[Task statement]
Reproduce the lines below exactly, from the one containing "of the broad" through the one containing "point: the collar, a dot for each instance", both included. Leave out any pictures.

[Excerpted records]
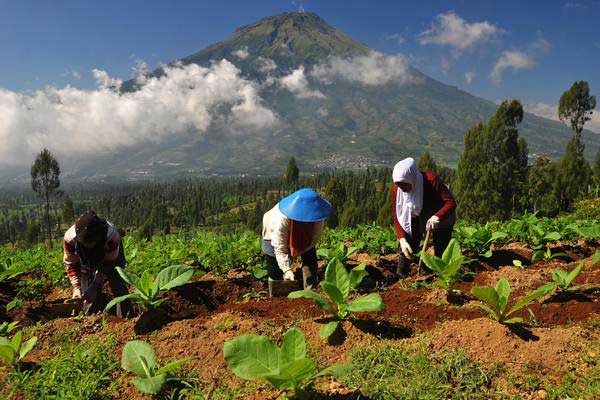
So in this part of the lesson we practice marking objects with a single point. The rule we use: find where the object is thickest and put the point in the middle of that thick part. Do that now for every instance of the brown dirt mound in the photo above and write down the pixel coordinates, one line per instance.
(488, 341)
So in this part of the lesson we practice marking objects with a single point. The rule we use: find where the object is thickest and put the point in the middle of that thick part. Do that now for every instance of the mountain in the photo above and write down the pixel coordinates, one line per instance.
(343, 123)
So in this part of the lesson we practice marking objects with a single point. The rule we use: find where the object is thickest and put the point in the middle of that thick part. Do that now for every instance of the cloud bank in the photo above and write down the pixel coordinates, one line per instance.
(451, 30)
(74, 122)
(371, 69)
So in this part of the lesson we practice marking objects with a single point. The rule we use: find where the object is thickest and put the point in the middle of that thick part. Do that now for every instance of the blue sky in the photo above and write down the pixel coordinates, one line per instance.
(57, 42)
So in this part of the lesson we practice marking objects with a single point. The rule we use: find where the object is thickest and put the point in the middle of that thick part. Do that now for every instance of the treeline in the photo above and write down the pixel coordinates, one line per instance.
(495, 180)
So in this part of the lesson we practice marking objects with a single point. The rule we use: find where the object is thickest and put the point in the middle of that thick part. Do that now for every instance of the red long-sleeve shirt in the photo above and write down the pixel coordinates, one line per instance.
(437, 200)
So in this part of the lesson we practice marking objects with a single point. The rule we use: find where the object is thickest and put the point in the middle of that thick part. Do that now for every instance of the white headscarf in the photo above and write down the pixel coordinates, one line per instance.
(409, 204)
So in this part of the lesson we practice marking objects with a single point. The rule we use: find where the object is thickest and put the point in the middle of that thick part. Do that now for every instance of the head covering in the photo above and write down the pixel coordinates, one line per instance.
(90, 228)
(409, 204)
(305, 205)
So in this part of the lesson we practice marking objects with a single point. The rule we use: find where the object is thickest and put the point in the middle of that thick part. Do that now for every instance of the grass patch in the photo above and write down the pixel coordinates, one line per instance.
(80, 371)
(387, 372)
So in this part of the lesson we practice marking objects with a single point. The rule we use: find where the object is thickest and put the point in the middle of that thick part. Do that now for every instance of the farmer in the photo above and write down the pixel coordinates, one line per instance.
(292, 228)
(420, 201)
(92, 250)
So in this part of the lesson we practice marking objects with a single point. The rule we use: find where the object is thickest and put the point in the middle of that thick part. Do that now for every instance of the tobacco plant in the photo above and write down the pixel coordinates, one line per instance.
(338, 285)
(496, 301)
(139, 358)
(448, 267)
(148, 290)
(286, 368)
(14, 350)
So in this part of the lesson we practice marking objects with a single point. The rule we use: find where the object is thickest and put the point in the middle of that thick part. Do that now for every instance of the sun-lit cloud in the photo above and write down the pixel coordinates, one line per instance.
(371, 69)
(550, 111)
(451, 30)
(297, 83)
(515, 60)
(75, 123)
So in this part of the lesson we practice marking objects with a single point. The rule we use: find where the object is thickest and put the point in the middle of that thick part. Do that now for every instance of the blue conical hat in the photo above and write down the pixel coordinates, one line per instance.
(305, 205)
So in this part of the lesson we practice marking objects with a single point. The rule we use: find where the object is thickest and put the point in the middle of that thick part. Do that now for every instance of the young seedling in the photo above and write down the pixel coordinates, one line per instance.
(479, 240)
(448, 267)
(561, 280)
(496, 301)
(148, 290)
(139, 358)
(6, 328)
(14, 350)
(286, 368)
(546, 255)
(338, 285)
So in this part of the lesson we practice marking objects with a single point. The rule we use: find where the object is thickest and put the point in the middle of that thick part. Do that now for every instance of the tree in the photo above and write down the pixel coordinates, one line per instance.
(68, 211)
(45, 173)
(574, 171)
(493, 166)
(576, 105)
(426, 162)
(292, 172)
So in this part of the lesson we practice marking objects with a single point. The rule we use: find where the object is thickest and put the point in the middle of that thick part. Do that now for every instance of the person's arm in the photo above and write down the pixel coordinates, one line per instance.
(400, 233)
(444, 193)
(281, 243)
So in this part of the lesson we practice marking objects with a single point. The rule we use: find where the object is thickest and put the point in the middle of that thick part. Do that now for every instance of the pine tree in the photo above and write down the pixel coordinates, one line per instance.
(45, 173)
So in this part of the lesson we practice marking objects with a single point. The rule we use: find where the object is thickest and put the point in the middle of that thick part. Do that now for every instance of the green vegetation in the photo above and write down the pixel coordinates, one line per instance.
(148, 289)
(338, 285)
(448, 267)
(287, 368)
(496, 301)
(139, 358)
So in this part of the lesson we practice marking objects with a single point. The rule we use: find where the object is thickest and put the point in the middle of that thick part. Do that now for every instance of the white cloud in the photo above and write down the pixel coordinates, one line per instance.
(265, 65)
(451, 30)
(297, 83)
(70, 121)
(372, 69)
(395, 37)
(515, 60)
(469, 76)
(241, 53)
(551, 112)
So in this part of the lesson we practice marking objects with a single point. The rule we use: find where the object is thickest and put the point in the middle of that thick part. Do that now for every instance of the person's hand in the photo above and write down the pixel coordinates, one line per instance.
(76, 293)
(406, 249)
(288, 275)
(432, 223)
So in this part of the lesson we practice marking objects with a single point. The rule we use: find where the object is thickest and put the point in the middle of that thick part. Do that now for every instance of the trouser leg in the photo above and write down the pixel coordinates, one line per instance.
(441, 238)
(275, 273)
(309, 268)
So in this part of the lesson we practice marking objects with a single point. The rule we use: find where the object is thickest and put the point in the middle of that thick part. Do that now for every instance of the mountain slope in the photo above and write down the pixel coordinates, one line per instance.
(350, 124)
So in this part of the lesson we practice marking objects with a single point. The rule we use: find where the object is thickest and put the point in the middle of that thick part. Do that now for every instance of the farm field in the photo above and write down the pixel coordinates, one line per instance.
(432, 340)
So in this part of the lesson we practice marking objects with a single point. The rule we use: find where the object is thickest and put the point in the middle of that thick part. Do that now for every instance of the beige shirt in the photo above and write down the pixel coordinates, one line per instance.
(276, 228)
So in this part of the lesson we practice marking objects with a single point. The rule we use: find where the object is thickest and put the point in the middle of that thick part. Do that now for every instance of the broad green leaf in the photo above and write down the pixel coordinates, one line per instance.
(8, 354)
(173, 276)
(173, 365)
(503, 290)
(133, 296)
(357, 274)
(293, 375)
(452, 251)
(573, 274)
(130, 279)
(252, 357)
(487, 295)
(536, 294)
(371, 302)
(137, 357)
(151, 385)
(337, 275)
(293, 346)
(27, 346)
(328, 329)
(317, 297)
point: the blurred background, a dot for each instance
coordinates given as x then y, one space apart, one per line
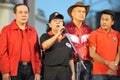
41 9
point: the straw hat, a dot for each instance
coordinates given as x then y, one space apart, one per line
78 4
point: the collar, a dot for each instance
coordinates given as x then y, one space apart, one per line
15 26
103 31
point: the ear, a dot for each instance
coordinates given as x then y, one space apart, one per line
113 22
49 25
14 15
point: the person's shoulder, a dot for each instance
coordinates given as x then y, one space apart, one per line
6 27
115 32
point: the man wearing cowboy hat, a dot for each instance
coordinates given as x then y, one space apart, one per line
79 33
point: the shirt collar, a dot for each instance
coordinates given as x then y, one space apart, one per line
15 26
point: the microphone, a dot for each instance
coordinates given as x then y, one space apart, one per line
64 30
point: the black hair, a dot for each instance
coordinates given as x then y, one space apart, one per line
109 12
15 7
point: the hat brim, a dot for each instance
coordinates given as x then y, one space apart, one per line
58 17
73 6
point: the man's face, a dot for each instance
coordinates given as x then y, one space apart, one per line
106 21
55 23
79 13
21 14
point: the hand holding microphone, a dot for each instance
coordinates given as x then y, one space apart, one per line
61 28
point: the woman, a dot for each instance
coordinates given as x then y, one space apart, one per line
57 51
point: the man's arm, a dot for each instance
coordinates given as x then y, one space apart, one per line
95 56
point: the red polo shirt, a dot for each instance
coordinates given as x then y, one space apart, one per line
11 45
106 46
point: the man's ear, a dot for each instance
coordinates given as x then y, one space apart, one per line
49 25
113 22
14 15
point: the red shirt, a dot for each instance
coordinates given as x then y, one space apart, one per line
82 48
25 51
10 49
106 46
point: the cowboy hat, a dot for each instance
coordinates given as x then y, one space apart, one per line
77 4
55 15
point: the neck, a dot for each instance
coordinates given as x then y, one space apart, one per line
78 23
21 25
107 30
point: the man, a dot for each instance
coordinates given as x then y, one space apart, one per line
79 32
57 51
105 48
19 48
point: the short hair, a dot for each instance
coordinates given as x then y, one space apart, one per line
109 12
15 7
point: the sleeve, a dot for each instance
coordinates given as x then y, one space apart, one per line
71 54
37 57
119 39
92 39
4 59
44 37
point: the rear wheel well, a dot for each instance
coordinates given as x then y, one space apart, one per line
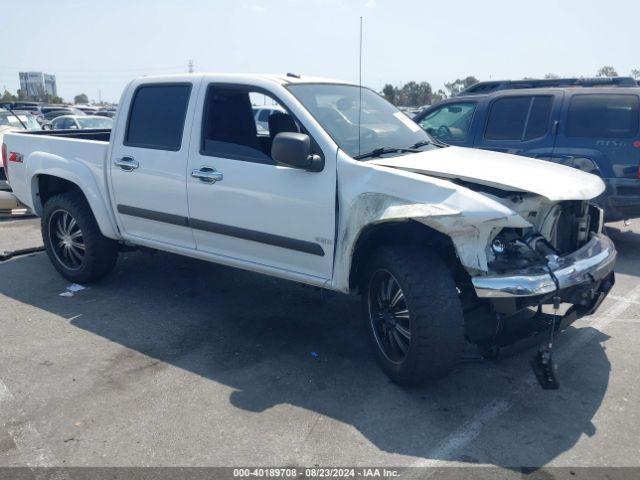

[Exercise output]
So in this part of the lesson we practice marking objects with a single point. The rule we use: find where the object is thickest and put the point in the middle of that thick part. Do that now for every instance of the broad green leaf in the photo above and write down the pixel coordinates, one line per instance.
(8, 354)
(173, 276)
(173, 365)
(503, 290)
(133, 296)
(357, 274)
(293, 375)
(452, 251)
(573, 274)
(130, 279)
(252, 357)
(487, 295)
(536, 294)
(371, 302)
(137, 357)
(151, 385)
(337, 275)
(293, 346)
(27, 346)
(328, 329)
(317, 297)
point: the blurred background, a dot for each instance
coordinates given as x then y, one space apart, one per line
41 9
point: the straw hat, a dot for each instance
coordinates given as x then y, one space apart, one per line
78 4
point: the collar, a dot for each instance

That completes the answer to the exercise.